Work instructions: Take the line that has "Note to the class: point to the bag" in it and every line after it to the end of the entries, and reproduce them exactly.
-- Opening Marker --
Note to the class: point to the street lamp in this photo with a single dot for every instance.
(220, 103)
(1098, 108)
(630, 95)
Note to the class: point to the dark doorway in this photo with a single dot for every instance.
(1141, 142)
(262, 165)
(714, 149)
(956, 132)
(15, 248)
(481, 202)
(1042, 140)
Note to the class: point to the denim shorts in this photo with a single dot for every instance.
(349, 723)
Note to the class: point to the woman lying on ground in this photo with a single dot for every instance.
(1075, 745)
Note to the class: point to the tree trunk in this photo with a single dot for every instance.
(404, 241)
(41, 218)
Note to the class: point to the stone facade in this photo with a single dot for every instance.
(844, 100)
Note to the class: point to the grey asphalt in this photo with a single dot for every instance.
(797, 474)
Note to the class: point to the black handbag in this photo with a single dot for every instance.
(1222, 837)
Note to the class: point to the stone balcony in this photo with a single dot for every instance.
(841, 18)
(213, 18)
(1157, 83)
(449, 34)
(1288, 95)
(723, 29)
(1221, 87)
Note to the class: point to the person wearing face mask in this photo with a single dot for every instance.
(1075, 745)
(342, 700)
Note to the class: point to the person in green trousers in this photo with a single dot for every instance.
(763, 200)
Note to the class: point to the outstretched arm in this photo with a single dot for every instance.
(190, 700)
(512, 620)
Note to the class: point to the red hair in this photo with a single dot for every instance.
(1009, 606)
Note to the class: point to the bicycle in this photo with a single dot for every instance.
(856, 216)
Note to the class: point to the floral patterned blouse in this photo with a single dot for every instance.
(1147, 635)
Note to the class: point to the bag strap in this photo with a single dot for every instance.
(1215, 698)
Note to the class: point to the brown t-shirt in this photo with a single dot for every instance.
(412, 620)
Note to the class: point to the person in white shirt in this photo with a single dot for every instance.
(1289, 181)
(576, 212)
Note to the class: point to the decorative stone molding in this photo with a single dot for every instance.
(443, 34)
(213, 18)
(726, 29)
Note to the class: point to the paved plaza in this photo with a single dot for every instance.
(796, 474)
-- Closing Marker --
Solved exercise:
Note to the class: point to the bag strap in this photo with a single dot for every instance.
(1215, 698)
Note to the class: point to the brown t-shirt in this photo with a single dot for every instance.
(412, 620)
Note to the class: point to the person in white shirt in this photo with a single dot for every instance.
(1289, 181)
(576, 212)
Note to the class: point to the decorative stone molding in this photo with a single dot for every instance.
(443, 34)
(213, 18)
(726, 29)
Note to the class: point to the paved plaza in this photo with a single dot for every instance.
(796, 474)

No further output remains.